**EXERCISE INSTRUCTIONS:** Find each line below that contains the word "mirror" with the same capitalization, and copy all of them.

═══ RECORDS TO USE ═══

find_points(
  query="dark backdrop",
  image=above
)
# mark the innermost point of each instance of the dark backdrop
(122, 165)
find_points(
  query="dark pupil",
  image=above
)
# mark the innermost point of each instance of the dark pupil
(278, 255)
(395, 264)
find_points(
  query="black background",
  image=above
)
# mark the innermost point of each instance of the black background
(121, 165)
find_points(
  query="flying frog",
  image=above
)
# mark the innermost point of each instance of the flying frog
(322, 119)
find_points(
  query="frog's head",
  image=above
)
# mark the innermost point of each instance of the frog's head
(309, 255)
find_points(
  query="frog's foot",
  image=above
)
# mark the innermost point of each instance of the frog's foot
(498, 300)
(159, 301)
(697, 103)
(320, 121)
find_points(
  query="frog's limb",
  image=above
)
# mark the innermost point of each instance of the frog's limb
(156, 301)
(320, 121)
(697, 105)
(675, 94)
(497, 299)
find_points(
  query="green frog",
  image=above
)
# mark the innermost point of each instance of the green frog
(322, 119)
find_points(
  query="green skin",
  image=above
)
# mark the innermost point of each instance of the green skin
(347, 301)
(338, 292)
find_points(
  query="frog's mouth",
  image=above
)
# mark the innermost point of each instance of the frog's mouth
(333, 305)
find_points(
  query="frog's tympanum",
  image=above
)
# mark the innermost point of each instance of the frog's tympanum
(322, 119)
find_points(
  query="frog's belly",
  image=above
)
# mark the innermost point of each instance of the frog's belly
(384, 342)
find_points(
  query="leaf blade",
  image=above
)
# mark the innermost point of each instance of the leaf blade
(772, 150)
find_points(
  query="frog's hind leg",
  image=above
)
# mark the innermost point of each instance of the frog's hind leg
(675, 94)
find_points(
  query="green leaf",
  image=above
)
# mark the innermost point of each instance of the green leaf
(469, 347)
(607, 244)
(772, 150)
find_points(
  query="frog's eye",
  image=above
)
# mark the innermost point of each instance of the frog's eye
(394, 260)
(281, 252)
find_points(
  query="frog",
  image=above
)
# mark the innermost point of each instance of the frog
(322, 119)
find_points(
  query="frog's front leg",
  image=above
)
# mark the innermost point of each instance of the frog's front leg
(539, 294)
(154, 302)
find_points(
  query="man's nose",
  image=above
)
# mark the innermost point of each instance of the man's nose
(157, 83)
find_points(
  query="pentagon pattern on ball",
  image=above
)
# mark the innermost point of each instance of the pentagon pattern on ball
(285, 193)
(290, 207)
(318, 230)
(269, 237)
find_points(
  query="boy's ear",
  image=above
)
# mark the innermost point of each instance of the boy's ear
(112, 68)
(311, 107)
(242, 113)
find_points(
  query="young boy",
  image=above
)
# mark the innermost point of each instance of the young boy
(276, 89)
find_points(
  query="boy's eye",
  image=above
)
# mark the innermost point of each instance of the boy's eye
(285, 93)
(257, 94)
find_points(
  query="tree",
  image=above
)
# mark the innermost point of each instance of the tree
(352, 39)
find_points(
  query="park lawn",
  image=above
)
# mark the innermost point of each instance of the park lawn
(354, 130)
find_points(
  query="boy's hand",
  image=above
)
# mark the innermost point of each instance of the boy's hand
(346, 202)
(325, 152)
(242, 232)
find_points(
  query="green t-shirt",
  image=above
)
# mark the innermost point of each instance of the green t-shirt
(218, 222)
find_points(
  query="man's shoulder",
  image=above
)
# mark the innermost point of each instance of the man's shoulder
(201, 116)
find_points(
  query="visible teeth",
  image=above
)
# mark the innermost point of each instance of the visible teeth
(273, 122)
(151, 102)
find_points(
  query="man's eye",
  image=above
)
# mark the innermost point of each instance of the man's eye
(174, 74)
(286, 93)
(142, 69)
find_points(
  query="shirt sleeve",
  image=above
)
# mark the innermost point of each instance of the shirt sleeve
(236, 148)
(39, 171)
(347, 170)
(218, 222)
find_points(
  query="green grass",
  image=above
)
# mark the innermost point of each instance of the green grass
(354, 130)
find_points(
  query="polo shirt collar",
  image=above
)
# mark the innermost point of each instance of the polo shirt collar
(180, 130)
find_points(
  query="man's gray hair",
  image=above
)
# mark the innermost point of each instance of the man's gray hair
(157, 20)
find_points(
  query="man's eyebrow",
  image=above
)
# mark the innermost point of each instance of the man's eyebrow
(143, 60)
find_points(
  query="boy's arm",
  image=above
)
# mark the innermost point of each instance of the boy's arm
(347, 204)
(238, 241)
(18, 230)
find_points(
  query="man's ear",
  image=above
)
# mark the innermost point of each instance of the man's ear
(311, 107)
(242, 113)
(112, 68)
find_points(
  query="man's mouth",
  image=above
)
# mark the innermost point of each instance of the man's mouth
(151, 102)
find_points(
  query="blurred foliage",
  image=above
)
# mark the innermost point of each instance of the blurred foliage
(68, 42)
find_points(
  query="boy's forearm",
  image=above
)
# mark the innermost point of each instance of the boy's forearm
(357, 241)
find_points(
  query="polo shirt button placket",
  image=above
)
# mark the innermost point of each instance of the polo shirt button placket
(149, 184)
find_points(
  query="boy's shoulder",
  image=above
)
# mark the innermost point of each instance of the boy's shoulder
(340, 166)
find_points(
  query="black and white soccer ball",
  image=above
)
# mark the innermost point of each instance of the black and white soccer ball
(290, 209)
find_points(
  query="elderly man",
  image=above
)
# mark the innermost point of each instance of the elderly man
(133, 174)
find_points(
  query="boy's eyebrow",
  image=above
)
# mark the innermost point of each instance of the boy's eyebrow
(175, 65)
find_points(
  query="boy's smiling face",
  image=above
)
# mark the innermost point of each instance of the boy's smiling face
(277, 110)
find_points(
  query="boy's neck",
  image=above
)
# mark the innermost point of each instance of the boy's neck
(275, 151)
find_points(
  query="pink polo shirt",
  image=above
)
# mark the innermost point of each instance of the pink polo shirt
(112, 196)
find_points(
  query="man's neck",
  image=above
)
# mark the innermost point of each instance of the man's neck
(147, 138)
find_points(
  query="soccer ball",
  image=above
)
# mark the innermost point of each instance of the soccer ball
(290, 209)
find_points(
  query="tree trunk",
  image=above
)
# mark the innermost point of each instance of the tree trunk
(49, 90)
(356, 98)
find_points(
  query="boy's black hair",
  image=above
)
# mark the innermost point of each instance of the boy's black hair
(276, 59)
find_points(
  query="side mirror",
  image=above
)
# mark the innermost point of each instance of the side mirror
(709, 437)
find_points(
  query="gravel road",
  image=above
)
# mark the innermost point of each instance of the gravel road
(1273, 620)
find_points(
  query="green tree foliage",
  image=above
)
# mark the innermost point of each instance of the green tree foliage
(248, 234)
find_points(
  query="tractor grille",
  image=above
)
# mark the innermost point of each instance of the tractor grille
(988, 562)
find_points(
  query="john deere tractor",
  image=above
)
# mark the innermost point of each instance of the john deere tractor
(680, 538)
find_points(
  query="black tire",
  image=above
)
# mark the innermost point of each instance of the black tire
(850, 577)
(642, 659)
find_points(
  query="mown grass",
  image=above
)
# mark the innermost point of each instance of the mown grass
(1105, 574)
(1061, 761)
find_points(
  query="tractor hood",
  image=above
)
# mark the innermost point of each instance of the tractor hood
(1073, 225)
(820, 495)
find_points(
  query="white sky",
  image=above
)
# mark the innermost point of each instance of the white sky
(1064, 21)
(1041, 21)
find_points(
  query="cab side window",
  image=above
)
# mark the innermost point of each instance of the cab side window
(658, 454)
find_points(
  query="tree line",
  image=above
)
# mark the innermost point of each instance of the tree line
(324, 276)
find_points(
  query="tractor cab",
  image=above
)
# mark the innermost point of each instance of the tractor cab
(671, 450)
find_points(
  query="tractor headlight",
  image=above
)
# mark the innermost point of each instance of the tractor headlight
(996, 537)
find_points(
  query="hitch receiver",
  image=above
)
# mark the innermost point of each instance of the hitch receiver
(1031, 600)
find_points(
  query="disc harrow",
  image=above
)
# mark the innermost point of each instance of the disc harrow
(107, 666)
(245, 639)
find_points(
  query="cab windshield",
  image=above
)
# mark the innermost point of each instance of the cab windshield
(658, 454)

═══

**COMPLETED EXERCISE:**
  query="side mirror",
# mark the innermost point of each instance of the side mirror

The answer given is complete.